Problem to work on: Transcribe, without alteration, the line that includes "Extract forest foliage" and each line after it until the records end, omitting all that precede it.

[[ Data supplied open ]]

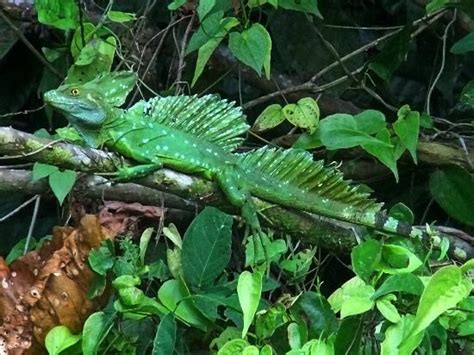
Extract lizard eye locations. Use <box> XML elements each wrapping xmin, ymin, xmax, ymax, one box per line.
<box><xmin>70</xmin><ymin>88</ymin><xmax>80</xmax><ymax>96</ymax></box>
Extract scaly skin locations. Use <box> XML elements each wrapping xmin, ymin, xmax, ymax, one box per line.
<box><xmin>43</xmin><ymin>71</ymin><xmax>428</xmax><ymax>241</ymax></box>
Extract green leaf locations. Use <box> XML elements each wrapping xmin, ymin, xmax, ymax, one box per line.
<box><xmin>82</xmin><ymin>311</ymin><xmax>115</xmax><ymax>355</ymax></box>
<box><xmin>319</xmin><ymin>113</ymin><xmax>392</xmax><ymax>150</ymax></box>
<box><xmin>32</xmin><ymin>162</ymin><xmax>58</xmax><ymax>181</ymax></box>
<box><xmin>229</xmin><ymin>23</ymin><xmax>272</xmax><ymax>77</ymax></box>
<box><xmin>354</xmin><ymin>109</ymin><xmax>386</xmax><ymax>134</ymax></box>
<box><xmin>243</xmin><ymin>345</ymin><xmax>260</xmax><ymax>355</ymax></box>
<box><xmin>152</xmin><ymin>313</ymin><xmax>177</xmax><ymax>355</ymax></box>
<box><xmin>252</xmin><ymin>104</ymin><xmax>284</xmax><ymax>132</ymax></box>
<box><xmin>426</xmin><ymin>0</ymin><xmax>450</xmax><ymax>13</ymax></box>
<box><xmin>389</xmin><ymin>203</ymin><xmax>414</xmax><ymax>224</ymax></box>
<box><xmin>401</xmin><ymin>265</ymin><xmax>472</xmax><ymax>347</ymax></box>
<box><xmin>162</xmin><ymin>223</ymin><xmax>182</xmax><ymax>248</ymax></box>
<box><xmin>191</xmin><ymin>16</ymin><xmax>239</xmax><ymax>86</ymax></box>
<box><xmin>280</xmin><ymin>249</ymin><xmax>315</xmax><ymax>280</ymax></box>
<box><xmin>113</xmin><ymin>275</ymin><xmax>141</xmax><ymax>289</ymax></box>
<box><xmin>340</xmin><ymin>284</ymin><xmax>375</xmax><ymax>318</ymax></box>
<box><xmin>278</xmin><ymin>0</ymin><xmax>323</xmax><ymax>18</ymax></box>
<box><xmin>451</xmin><ymin>32</ymin><xmax>474</xmax><ymax>54</ymax></box>
<box><xmin>182</xmin><ymin>207</ymin><xmax>232</xmax><ymax>287</ymax></box>
<box><xmin>429</xmin><ymin>165</ymin><xmax>474</xmax><ymax>226</ymax></box>
<box><xmin>168</xmin><ymin>0</ymin><xmax>187</xmax><ymax>10</ymax></box>
<box><xmin>282</xmin><ymin>98</ymin><xmax>320</xmax><ymax>133</ymax></box>
<box><xmin>334</xmin><ymin>317</ymin><xmax>362</xmax><ymax>355</ymax></box>
<box><xmin>198</xmin><ymin>0</ymin><xmax>217</xmax><ymax>20</ymax></box>
<box><xmin>157</xmin><ymin>279</ymin><xmax>209</xmax><ymax>331</ymax></box>
<box><xmin>373</xmin><ymin>273</ymin><xmax>424</xmax><ymax>299</ymax></box>
<box><xmin>362</xmin><ymin>128</ymin><xmax>399</xmax><ymax>181</ymax></box>
<box><xmin>378</xmin><ymin>244</ymin><xmax>423</xmax><ymax>274</ymax></box>
<box><xmin>45</xmin><ymin>326</ymin><xmax>81</xmax><ymax>355</ymax></box>
<box><xmin>48</xmin><ymin>169</ymin><xmax>77</xmax><ymax>205</ymax></box>
<box><xmin>381</xmin><ymin>315</ymin><xmax>422</xmax><ymax>355</ymax></box>
<box><xmin>107</xmin><ymin>11</ymin><xmax>136</xmax><ymax>23</ymax></box>
<box><xmin>210</xmin><ymin>327</ymin><xmax>241</xmax><ymax>350</ymax></box>
<box><xmin>218</xmin><ymin>339</ymin><xmax>250</xmax><ymax>355</ymax></box>
<box><xmin>139</xmin><ymin>227</ymin><xmax>154</xmax><ymax>264</ymax></box>
<box><xmin>70</xmin><ymin>22</ymin><xmax>96</xmax><ymax>60</ymax></box>
<box><xmin>192</xmin><ymin>293</ymin><xmax>227</xmax><ymax>321</ymax></box>
<box><xmin>287</xmin><ymin>322</ymin><xmax>303</xmax><ymax>350</ymax></box>
<box><xmin>289</xmin><ymin>292</ymin><xmax>338</xmax><ymax>339</ymax></box>
<box><xmin>394</xmin><ymin>105</ymin><xmax>420</xmax><ymax>163</ymax></box>
<box><xmin>293</xmin><ymin>130</ymin><xmax>322</xmax><ymax>150</ymax></box>
<box><xmin>5</xmin><ymin>238</ymin><xmax>37</xmax><ymax>264</ymax></box>
<box><xmin>328</xmin><ymin>277</ymin><xmax>375</xmax><ymax>318</ymax></box>
<box><xmin>35</xmin><ymin>0</ymin><xmax>79</xmax><ymax>30</ymax></box>
<box><xmin>255</xmin><ymin>303</ymin><xmax>288</xmax><ymax>339</ymax></box>
<box><xmin>376</xmin><ymin>294</ymin><xmax>401</xmax><ymax>323</ymax></box>
<box><xmin>66</xmin><ymin>36</ymin><xmax>117</xmax><ymax>85</ymax></box>
<box><xmin>187</xmin><ymin>12</ymin><xmax>224</xmax><ymax>54</ymax></box>
<box><xmin>88</xmin><ymin>243</ymin><xmax>114</xmax><ymax>275</ymax></box>
<box><xmin>351</xmin><ymin>239</ymin><xmax>383</xmax><ymax>282</ymax></box>
<box><xmin>238</xmin><ymin>271</ymin><xmax>263</xmax><ymax>338</ymax></box>
<box><xmin>369</xmin><ymin>24</ymin><xmax>412</xmax><ymax>81</ymax></box>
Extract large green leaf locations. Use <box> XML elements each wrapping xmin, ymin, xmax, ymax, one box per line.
<box><xmin>252</xmin><ymin>104</ymin><xmax>285</xmax><ymax>132</ymax></box>
<box><xmin>82</xmin><ymin>312</ymin><xmax>115</xmax><ymax>355</ymax></box>
<box><xmin>49</xmin><ymin>169</ymin><xmax>77</xmax><ymax>205</ymax></box>
<box><xmin>400</xmin><ymin>265</ymin><xmax>472</xmax><ymax>349</ymax></box>
<box><xmin>157</xmin><ymin>279</ymin><xmax>210</xmax><ymax>331</ymax></box>
<box><xmin>369</xmin><ymin>25</ymin><xmax>412</xmax><ymax>81</ymax></box>
<box><xmin>393</xmin><ymin>105</ymin><xmax>420</xmax><ymax>163</ymax></box>
<box><xmin>289</xmin><ymin>292</ymin><xmax>338</xmax><ymax>339</ymax></box>
<box><xmin>45</xmin><ymin>326</ymin><xmax>81</xmax><ymax>355</ymax></box>
<box><xmin>451</xmin><ymin>33</ymin><xmax>474</xmax><ymax>54</ymax></box>
<box><xmin>152</xmin><ymin>313</ymin><xmax>177</xmax><ymax>355</ymax></box>
<box><xmin>182</xmin><ymin>207</ymin><xmax>233</xmax><ymax>287</ymax></box>
<box><xmin>229</xmin><ymin>23</ymin><xmax>272</xmax><ymax>77</ymax></box>
<box><xmin>191</xmin><ymin>17</ymin><xmax>239</xmax><ymax>86</ymax></box>
<box><xmin>429</xmin><ymin>165</ymin><xmax>474</xmax><ymax>226</ymax></box>
<box><xmin>319</xmin><ymin>114</ymin><xmax>392</xmax><ymax>150</ymax></box>
<box><xmin>373</xmin><ymin>273</ymin><xmax>424</xmax><ymax>299</ymax></box>
<box><xmin>282</xmin><ymin>97</ymin><xmax>320</xmax><ymax>133</ymax></box>
<box><xmin>362</xmin><ymin>128</ymin><xmax>399</xmax><ymax>181</ymax></box>
<box><xmin>187</xmin><ymin>11</ymin><xmax>225</xmax><ymax>54</ymax></box>
<box><xmin>197</xmin><ymin>0</ymin><xmax>217</xmax><ymax>21</ymax></box>
<box><xmin>238</xmin><ymin>271</ymin><xmax>263</xmax><ymax>338</ymax></box>
<box><xmin>278</xmin><ymin>0</ymin><xmax>323</xmax><ymax>18</ymax></box>
<box><xmin>351</xmin><ymin>239</ymin><xmax>383</xmax><ymax>282</ymax></box>
<box><xmin>354</xmin><ymin>109</ymin><xmax>386</xmax><ymax>134</ymax></box>
<box><xmin>35</xmin><ymin>0</ymin><xmax>79</xmax><ymax>30</ymax></box>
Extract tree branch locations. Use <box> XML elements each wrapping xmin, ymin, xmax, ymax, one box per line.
<box><xmin>0</xmin><ymin>127</ymin><xmax>472</xmax><ymax>259</ymax></box>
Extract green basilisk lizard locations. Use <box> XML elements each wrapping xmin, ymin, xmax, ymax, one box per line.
<box><xmin>44</xmin><ymin>71</ymin><xmax>428</xmax><ymax>241</ymax></box>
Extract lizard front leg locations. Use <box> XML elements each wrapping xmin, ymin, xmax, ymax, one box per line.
<box><xmin>215</xmin><ymin>169</ymin><xmax>261</xmax><ymax>231</ymax></box>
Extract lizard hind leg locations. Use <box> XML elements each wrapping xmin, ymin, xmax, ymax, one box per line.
<box><xmin>215</xmin><ymin>169</ymin><xmax>261</xmax><ymax>231</ymax></box>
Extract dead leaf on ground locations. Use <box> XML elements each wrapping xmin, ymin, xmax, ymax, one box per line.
<box><xmin>0</xmin><ymin>215</ymin><xmax>116</xmax><ymax>354</ymax></box>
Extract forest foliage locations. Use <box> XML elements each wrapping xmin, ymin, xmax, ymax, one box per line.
<box><xmin>0</xmin><ymin>0</ymin><xmax>473</xmax><ymax>354</ymax></box>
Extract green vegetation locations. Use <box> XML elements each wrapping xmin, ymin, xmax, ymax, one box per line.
<box><xmin>0</xmin><ymin>0</ymin><xmax>473</xmax><ymax>354</ymax></box>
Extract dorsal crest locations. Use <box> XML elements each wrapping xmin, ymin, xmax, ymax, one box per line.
<box><xmin>127</xmin><ymin>95</ymin><xmax>249</xmax><ymax>152</ymax></box>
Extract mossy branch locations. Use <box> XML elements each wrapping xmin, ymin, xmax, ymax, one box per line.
<box><xmin>0</xmin><ymin>127</ymin><xmax>472</xmax><ymax>259</ymax></box>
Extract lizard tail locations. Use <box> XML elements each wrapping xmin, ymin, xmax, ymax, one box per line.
<box><xmin>237</xmin><ymin>147</ymin><xmax>426</xmax><ymax>240</ymax></box>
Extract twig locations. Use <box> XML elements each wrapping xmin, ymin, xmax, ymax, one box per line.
<box><xmin>242</xmin><ymin>9</ymin><xmax>448</xmax><ymax>110</ymax></box>
<box><xmin>0</xmin><ymin>195</ymin><xmax>38</xmax><ymax>222</ymax></box>
<box><xmin>175</xmin><ymin>13</ymin><xmax>195</xmax><ymax>93</ymax></box>
<box><xmin>425</xmin><ymin>10</ymin><xmax>457</xmax><ymax>115</ymax></box>
<box><xmin>0</xmin><ymin>105</ymin><xmax>45</xmax><ymax>118</ymax></box>
<box><xmin>0</xmin><ymin>9</ymin><xmax>62</xmax><ymax>78</ymax></box>
<box><xmin>0</xmin><ymin>139</ymin><xmax>63</xmax><ymax>160</ymax></box>
<box><xmin>24</xmin><ymin>195</ymin><xmax>40</xmax><ymax>255</ymax></box>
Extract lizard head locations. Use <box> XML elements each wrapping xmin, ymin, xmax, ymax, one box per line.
<box><xmin>44</xmin><ymin>71</ymin><xmax>138</xmax><ymax>147</ymax></box>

[[ Data supplied closed ]]

Written answer:
Extract forest foliage locations. Use <box> XML elements each wrapping xmin, ymin, xmax, ymax, one box per line.
<box><xmin>0</xmin><ymin>0</ymin><xmax>473</xmax><ymax>354</ymax></box>
Extract green vegetation locations. Use <box> XML elements each wrapping xmin, ymin, xmax, ymax, one box per line.
<box><xmin>0</xmin><ymin>0</ymin><xmax>473</xmax><ymax>354</ymax></box>
Extract dorsal crest locations. Use <box> XML elements each wrapping xmin, ymin, xmax, ymax, one box per line.
<box><xmin>127</xmin><ymin>95</ymin><xmax>249</xmax><ymax>152</ymax></box>
Extract mossy branch locations. Use <box> XML elements each wrapping xmin, ymin, xmax, ymax, one box per line.
<box><xmin>0</xmin><ymin>127</ymin><xmax>472</xmax><ymax>259</ymax></box>
Extract lizard tail locations. Use <box> XML elements each wrapping xmin, ymin, xmax, ymax, one box per line.
<box><xmin>237</xmin><ymin>147</ymin><xmax>426</xmax><ymax>240</ymax></box>
Extract twig locations. Use <box> XML elements each wrapping xmin, ymin, xmax, ymax, one box per line.
<box><xmin>242</xmin><ymin>9</ymin><xmax>448</xmax><ymax>110</ymax></box>
<box><xmin>0</xmin><ymin>195</ymin><xmax>38</xmax><ymax>222</ymax></box>
<box><xmin>175</xmin><ymin>13</ymin><xmax>195</xmax><ymax>93</ymax></box>
<box><xmin>425</xmin><ymin>10</ymin><xmax>457</xmax><ymax>115</ymax></box>
<box><xmin>0</xmin><ymin>105</ymin><xmax>45</xmax><ymax>118</ymax></box>
<box><xmin>0</xmin><ymin>9</ymin><xmax>62</xmax><ymax>78</ymax></box>
<box><xmin>0</xmin><ymin>139</ymin><xmax>63</xmax><ymax>160</ymax></box>
<box><xmin>24</xmin><ymin>195</ymin><xmax>40</xmax><ymax>255</ymax></box>
Extract lizard head locations. Use <box> XML elements each wrapping xmin, ymin, xmax, ymax, one box per line.
<box><xmin>44</xmin><ymin>71</ymin><xmax>138</xmax><ymax>147</ymax></box>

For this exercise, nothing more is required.